## Problem description
From the listing below, copy only the lines from the line that contains "Where can the cat be" to the line that contains "Where can the white whisker", counting those two lines as part of the copy.

## Exercise materials

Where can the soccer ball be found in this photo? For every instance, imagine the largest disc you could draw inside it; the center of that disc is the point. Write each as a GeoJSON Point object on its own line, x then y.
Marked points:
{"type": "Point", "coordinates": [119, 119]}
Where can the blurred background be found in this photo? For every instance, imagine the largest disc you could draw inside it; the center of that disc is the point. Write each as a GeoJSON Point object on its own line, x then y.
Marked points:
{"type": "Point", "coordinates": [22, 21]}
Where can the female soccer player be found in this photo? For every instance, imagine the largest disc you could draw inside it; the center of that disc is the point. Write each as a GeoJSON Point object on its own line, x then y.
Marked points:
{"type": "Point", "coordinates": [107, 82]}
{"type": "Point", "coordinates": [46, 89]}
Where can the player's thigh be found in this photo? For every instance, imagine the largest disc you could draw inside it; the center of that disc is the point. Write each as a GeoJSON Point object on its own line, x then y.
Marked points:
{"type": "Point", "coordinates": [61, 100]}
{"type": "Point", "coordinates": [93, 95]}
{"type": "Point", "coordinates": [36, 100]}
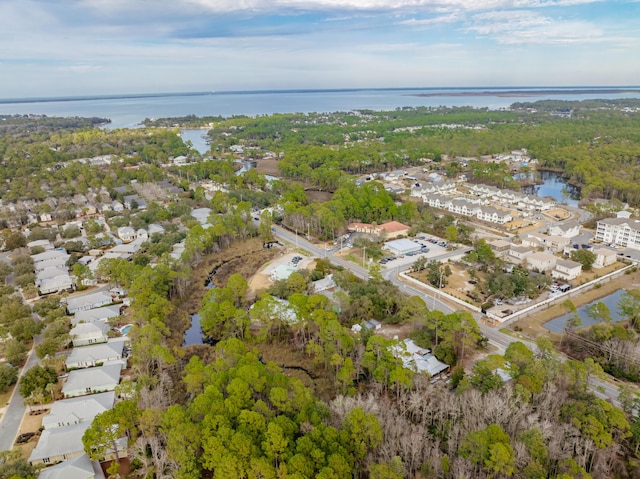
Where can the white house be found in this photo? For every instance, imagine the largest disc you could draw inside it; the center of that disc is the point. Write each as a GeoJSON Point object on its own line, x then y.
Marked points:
{"type": "Point", "coordinates": [55, 284]}
{"type": "Point", "coordinates": [127, 234]}
{"type": "Point", "coordinates": [117, 206]}
{"type": "Point", "coordinates": [67, 412]}
{"type": "Point", "coordinates": [91, 356]}
{"type": "Point", "coordinates": [566, 270]}
{"type": "Point", "coordinates": [494, 215]}
{"type": "Point", "coordinates": [82, 382]}
{"type": "Point", "coordinates": [541, 261]}
{"type": "Point", "coordinates": [59, 444]}
{"type": "Point", "coordinates": [87, 301]}
{"type": "Point", "coordinates": [89, 333]}
{"type": "Point", "coordinates": [604, 257]}
{"type": "Point", "coordinates": [80, 467]}
{"type": "Point", "coordinates": [620, 231]}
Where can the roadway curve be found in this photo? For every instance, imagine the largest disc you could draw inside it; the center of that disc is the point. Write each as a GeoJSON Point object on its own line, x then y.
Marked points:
{"type": "Point", "coordinates": [603, 389]}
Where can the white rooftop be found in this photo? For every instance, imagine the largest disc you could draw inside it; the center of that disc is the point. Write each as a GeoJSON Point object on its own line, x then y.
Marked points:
{"type": "Point", "coordinates": [80, 467]}
{"type": "Point", "coordinates": [79, 409]}
{"type": "Point", "coordinates": [82, 379]}
{"type": "Point", "coordinates": [60, 441]}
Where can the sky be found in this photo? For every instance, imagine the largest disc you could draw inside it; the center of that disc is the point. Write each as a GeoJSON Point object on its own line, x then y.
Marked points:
{"type": "Point", "coordinates": [95, 47]}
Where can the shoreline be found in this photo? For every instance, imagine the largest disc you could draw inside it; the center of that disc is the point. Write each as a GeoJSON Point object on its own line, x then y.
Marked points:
{"type": "Point", "coordinates": [522, 93]}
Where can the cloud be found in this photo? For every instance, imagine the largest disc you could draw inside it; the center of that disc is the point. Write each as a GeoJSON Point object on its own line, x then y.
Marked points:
{"type": "Point", "coordinates": [527, 26]}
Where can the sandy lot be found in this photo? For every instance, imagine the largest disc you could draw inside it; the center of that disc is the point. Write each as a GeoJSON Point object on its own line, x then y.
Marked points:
{"type": "Point", "coordinates": [261, 280]}
{"type": "Point", "coordinates": [533, 325]}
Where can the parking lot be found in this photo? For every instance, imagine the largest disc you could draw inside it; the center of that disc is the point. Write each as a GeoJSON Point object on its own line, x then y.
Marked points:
{"type": "Point", "coordinates": [433, 245]}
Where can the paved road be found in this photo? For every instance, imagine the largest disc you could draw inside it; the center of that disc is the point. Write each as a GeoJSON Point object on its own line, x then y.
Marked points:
{"type": "Point", "coordinates": [603, 389]}
{"type": "Point", "coordinates": [12, 417]}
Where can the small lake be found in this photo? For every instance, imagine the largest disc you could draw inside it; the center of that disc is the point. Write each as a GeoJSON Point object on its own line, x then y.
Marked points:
{"type": "Point", "coordinates": [553, 186]}
{"type": "Point", "coordinates": [198, 139]}
{"type": "Point", "coordinates": [557, 325]}
{"type": "Point", "coordinates": [193, 335]}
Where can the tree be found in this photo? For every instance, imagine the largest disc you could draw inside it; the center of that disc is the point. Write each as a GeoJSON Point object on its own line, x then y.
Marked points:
{"type": "Point", "coordinates": [599, 312]}
{"type": "Point", "coordinates": [13, 466]}
{"type": "Point", "coordinates": [101, 439]}
{"type": "Point", "coordinates": [15, 240]}
{"type": "Point", "coordinates": [15, 351]}
{"type": "Point", "coordinates": [629, 306]}
{"type": "Point", "coordinates": [82, 273]}
{"type": "Point", "coordinates": [585, 257]}
{"type": "Point", "coordinates": [35, 380]}
{"type": "Point", "coordinates": [491, 449]}
{"type": "Point", "coordinates": [8, 376]}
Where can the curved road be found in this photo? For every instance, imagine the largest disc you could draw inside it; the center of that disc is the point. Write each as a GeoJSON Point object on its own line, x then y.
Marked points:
{"type": "Point", "coordinates": [603, 389]}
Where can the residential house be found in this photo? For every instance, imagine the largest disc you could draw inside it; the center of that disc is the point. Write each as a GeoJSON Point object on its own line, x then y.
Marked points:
{"type": "Point", "coordinates": [87, 301]}
{"type": "Point", "coordinates": [494, 215]}
{"type": "Point", "coordinates": [59, 444]}
{"type": "Point", "coordinates": [98, 354]}
{"type": "Point", "coordinates": [134, 202]}
{"type": "Point", "coordinates": [202, 216]}
{"type": "Point", "coordinates": [80, 467]}
{"type": "Point", "coordinates": [566, 270]}
{"type": "Point", "coordinates": [54, 284]}
{"type": "Point", "coordinates": [127, 234]}
{"type": "Point", "coordinates": [82, 382]}
{"type": "Point", "coordinates": [67, 412]}
{"type": "Point", "coordinates": [44, 244]}
{"type": "Point", "coordinates": [619, 231]}
{"type": "Point", "coordinates": [541, 261]}
{"type": "Point", "coordinates": [84, 334]}
{"type": "Point", "coordinates": [604, 257]}
{"type": "Point", "coordinates": [418, 359]}
{"type": "Point", "coordinates": [117, 206]}
{"type": "Point", "coordinates": [517, 254]}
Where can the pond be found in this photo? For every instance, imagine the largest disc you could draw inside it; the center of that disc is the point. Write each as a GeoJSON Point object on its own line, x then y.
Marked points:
{"type": "Point", "coordinates": [553, 185]}
{"type": "Point", "coordinates": [557, 325]}
{"type": "Point", "coordinates": [198, 139]}
{"type": "Point", "coordinates": [193, 335]}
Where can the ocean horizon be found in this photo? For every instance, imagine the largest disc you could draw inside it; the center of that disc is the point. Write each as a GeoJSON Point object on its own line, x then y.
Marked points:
{"type": "Point", "coordinates": [546, 89]}
{"type": "Point", "coordinates": [130, 111]}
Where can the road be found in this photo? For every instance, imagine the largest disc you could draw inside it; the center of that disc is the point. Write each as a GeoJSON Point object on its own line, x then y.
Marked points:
{"type": "Point", "coordinates": [603, 389]}
{"type": "Point", "coordinates": [12, 417]}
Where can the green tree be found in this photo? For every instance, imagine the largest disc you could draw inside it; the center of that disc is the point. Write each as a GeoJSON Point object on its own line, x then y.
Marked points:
{"type": "Point", "coordinates": [35, 380]}
{"type": "Point", "coordinates": [15, 351]}
{"type": "Point", "coordinates": [585, 257]}
{"type": "Point", "coordinates": [8, 377]}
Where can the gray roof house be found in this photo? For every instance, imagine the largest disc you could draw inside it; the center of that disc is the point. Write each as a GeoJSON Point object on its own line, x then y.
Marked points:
{"type": "Point", "coordinates": [84, 334]}
{"type": "Point", "coordinates": [67, 412]}
{"type": "Point", "coordinates": [417, 359]}
{"type": "Point", "coordinates": [88, 301]}
{"type": "Point", "coordinates": [91, 356]}
{"type": "Point", "coordinates": [80, 467]}
{"type": "Point", "coordinates": [82, 382]}
{"type": "Point", "coordinates": [59, 444]}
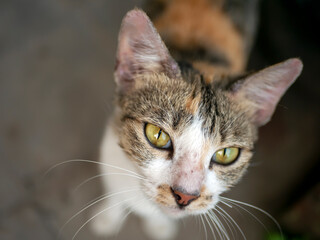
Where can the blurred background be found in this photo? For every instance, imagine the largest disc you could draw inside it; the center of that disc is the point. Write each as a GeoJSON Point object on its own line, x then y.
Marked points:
{"type": "Point", "coordinates": [56, 93]}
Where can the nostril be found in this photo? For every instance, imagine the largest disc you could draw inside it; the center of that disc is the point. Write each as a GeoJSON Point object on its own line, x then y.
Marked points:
{"type": "Point", "coordinates": [182, 198]}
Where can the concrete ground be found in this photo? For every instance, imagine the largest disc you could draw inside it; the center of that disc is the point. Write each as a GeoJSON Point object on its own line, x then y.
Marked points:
{"type": "Point", "coordinates": [56, 91]}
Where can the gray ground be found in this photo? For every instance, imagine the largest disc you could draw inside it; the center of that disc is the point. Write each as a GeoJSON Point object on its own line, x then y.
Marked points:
{"type": "Point", "coordinates": [56, 90]}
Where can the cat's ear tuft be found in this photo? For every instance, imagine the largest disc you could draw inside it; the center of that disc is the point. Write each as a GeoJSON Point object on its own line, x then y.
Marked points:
{"type": "Point", "coordinates": [262, 91]}
{"type": "Point", "coordinates": [141, 50]}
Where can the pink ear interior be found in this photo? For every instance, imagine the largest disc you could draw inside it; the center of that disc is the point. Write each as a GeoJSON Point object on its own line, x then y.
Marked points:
{"type": "Point", "coordinates": [264, 89]}
{"type": "Point", "coordinates": [141, 50]}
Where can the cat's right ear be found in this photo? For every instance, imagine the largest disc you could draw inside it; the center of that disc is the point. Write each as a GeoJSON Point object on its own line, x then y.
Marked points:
{"type": "Point", "coordinates": [140, 51]}
{"type": "Point", "coordinates": [260, 92]}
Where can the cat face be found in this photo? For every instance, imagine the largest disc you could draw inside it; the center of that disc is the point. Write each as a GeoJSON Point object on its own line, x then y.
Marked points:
{"type": "Point", "coordinates": [192, 140]}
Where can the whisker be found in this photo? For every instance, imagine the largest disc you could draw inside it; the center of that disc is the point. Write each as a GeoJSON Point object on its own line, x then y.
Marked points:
{"type": "Point", "coordinates": [233, 221]}
{"type": "Point", "coordinates": [227, 221]}
{"type": "Point", "coordinates": [90, 161]}
{"type": "Point", "coordinates": [208, 221]}
{"type": "Point", "coordinates": [129, 212]}
{"type": "Point", "coordinates": [105, 174]}
{"type": "Point", "coordinates": [260, 210]}
{"type": "Point", "coordinates": [254, 216]}
{"type": "Point", "coordinates": [91, 204]}
{"type": "Point", "coordinates": [83, 225]}
{"type": "Point", "coordinates": [204, 227]}
{"type": "Point", "coordinates": [220, 225]}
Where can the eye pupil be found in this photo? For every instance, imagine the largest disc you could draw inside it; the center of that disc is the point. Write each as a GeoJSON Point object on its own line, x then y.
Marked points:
{"type": "Point", "coordinates": [157, 137]}
{"type": "Point", "coordinates": [225, 156]}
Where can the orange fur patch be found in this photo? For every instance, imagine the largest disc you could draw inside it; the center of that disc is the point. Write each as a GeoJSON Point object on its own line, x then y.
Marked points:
{"type": "Point", "coordinates": [188, 23]}
{"type": "Point", "coordinates": [192, 104]}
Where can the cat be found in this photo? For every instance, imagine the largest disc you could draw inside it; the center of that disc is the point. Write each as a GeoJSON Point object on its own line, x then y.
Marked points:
{"type": "Point", "coordinates": [182, 132]}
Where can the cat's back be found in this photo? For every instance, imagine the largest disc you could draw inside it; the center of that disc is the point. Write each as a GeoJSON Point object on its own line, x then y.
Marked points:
{"type": "Point", "coordinates": [215, 36]}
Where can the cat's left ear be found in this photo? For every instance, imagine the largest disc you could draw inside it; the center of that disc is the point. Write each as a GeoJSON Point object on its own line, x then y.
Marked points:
{"type": "Point", "coordinates": [261, 91]}
{"type": "Point", "coordinates": [140, 51]}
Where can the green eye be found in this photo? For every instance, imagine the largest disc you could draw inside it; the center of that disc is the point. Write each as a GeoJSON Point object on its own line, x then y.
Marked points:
{"type": "Point", "coordinates": [226, 156]}
{"type": "Point", "coordinates": [157, 137]}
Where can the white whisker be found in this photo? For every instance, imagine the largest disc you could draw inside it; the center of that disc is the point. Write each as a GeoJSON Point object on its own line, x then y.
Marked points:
{"type": "Point", "coordinates": [104, 210]}
{"type": "Point", "coordinates": [220, 225]}
{"type": "Point", "coordinates": [227, 221]}
{"type": "Point", "coordinates": [254, 216]}
{"type": "Point", "coordinates": [233, 221]}
{"type": "Point", "coordinates": [105, 174]}
{"type": "Point", "coordinates": [90, 161]}
{"type": "Point", "coordinates": [204, 227]}
{"type": "Point", "coordinates": [91, 204]}
{"type": "Point", "coordinates": [258, 209]}
{"type": "Point", "coordinates": [208, 221]}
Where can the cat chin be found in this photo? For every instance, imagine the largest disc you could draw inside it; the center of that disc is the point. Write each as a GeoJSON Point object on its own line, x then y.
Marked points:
{"type": "Point", "coordinates": [176, 212]}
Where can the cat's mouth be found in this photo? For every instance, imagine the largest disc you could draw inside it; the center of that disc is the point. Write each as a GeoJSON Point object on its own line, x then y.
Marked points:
{"type": "Point", "coordinates": [176, 204]}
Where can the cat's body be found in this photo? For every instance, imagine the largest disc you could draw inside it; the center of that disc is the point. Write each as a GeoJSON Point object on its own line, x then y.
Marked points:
{"type": "Point", "coordinates": [184, 132]}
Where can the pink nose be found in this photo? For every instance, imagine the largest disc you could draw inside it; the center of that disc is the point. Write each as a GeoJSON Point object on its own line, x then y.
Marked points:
{"type": "Point", "coordinates": [183, 199]}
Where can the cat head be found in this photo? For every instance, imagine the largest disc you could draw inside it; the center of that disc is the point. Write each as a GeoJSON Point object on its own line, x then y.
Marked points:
{"type": "Point", "coordinates": [191, 140]}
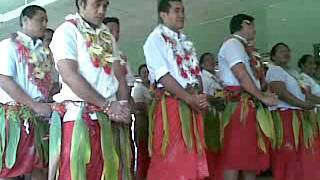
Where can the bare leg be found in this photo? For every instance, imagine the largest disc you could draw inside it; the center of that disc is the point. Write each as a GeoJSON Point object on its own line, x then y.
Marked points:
{"type": "Point", "coordinates": [39, 174]}
{"type": "Point", "coordinates": [231, 175]}
{"type": "Point", "coordinates": [249, 175]}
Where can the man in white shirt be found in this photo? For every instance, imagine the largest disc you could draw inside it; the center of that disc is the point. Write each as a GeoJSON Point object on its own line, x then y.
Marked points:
{"type": "Point", "coordinates": [88, 60]}
{"type": "Point", "coordinates": [173, 64]}
{"type": "Point", "coordinates": [210, 81]}
{"type": "Point", "coordinates": [25, 82]}
{"type": "Point", "coordinates": [238, 74]}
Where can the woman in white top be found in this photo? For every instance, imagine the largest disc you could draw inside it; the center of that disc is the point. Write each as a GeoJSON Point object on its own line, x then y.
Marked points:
{"type": "Point", "coordinates": [287, 163]}
{"type": "Point", "coordinates": [308, 67]}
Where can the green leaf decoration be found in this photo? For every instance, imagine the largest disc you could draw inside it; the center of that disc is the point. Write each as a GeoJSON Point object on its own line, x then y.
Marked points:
{"type": "Point", "coordinates": [186, 116]}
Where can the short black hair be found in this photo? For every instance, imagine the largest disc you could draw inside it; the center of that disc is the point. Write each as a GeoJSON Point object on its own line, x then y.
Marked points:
{"type": "Point", "coordinates": [50, 30]}
{"type": "Point", "coordinates": [237, 20]}
{"type": "Point", "coordinates": [201, 62]}
{"type": "Point", "coordinates": [78, 1]}
{"type": "Point", "coordinates": [30, 11]}
{"type": "Point", "coordinates": [164, 6]}
{"type": "Point", "coordinates": [274, 49]}
{"type": "Point", "coordinates": [142, 66]}
{"type": "Point", "coordinates": [107, 20]}
{"type": "Point", "coordinates": [303, 60]}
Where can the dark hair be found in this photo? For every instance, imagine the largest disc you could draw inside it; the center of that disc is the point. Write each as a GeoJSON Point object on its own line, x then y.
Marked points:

## Task response
Where can the cat be found in this photo? For every instance, imagine the largest disc you could draw inside it; the center of that disc is the point. Write each as a GeoJSON Point object on its own line, x then y.
Marked points:
{"type": "Point", "coordinates": [182, 132]}
Where can the cat's back be found in this photo? For every instance, imagine the largest disc you could draw inside it; the center of that disc is the point. Write each as a GeoJSON Point object on its own line, x then y.
Marked points:
{"type": "Point", "coordinates": [215, 36]}
Where can the cat's left ear be found in this photo? For every instance, imagine the largest disc you could draw inside it; the center of that disc is the point. Write each as a GeoJSON Point object on its own line, x then y.
Marked points:
{"type": "Point", "coordinates": [261, 91]}
{"type": "Point", "coordinates": [140, 51]}
Where can the green eye be found in this photo? For every instance, imagine the largest disc you could draw inside it; the center of that disc is the point. Write each as a GeoJSON Point object on its own line, x then y.
Marked points:
{"type": "Point", "coordinates": [226, 156]}
{"type": "Point", "coordinates": [157, 137]}
Where can the white whisker be found in this photo? For every instance, imagine the largest disc you could draw inside it; the center of that disc is the point. Write each as a GeoJSON Point object on its own line, x then y.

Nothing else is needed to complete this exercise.